THE PROBLEM
Edit the lines from the one containing "Quiz Question: What are the coordinates of the small" through the last line, inclusive, replacing "small tree" with "young tree" and leaving everything else as it is. Give back only those lines.

GIVEN RECORDS
------------------------------------------------------------------------

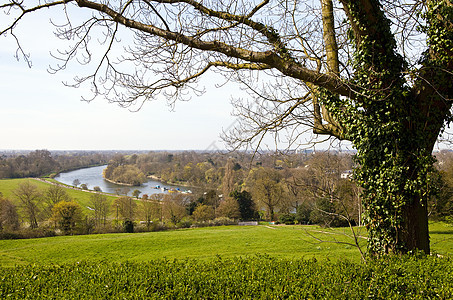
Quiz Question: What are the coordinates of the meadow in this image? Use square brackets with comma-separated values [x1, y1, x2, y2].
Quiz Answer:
[0, 223, 453, 299]
[0, 180, 453, 299]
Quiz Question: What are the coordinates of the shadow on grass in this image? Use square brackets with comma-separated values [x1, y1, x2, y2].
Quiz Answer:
[429, 230, 453, 234]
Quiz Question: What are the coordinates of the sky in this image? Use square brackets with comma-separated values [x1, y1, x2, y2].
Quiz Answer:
[0, 2, 451, 150]
[0, 6, 241, 150]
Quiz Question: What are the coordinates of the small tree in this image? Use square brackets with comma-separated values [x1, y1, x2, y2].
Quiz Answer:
[219, 197, 241, 219]
[90, 194, 109, 228]
[72, 179, 80, 187]
[132, 190, 142, 199]
[0, 195, 19, 231]
[193, 204, 215, 222]
[44, 185, 70, 218]
[113, 196, 137, 221]
[230, 191, 258, 220]
[13, 180, 42, 228]
[52, 201, 82, 235]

------------------------------------------------------------------------

EXPECTED ANSWER
Quiz Question: What are the coordinates of the young tree in this image? Use square brackets with comma-separated values [x1, y1, x2, y2].
Quiz Answer:
[219, 197, 241, 219]
[90, 194, 109, 228]
[72, 179, 80, 187]
[132, 190, 142, 199]
[0, 195, 19, 231]
[193, 204, 215, 222]
[44, 185, 70, 218]
[113, 196, 137, 221]
[230, 191, 258, 220]
[13, 180, 42, 228]
[52, 201, 82, 235]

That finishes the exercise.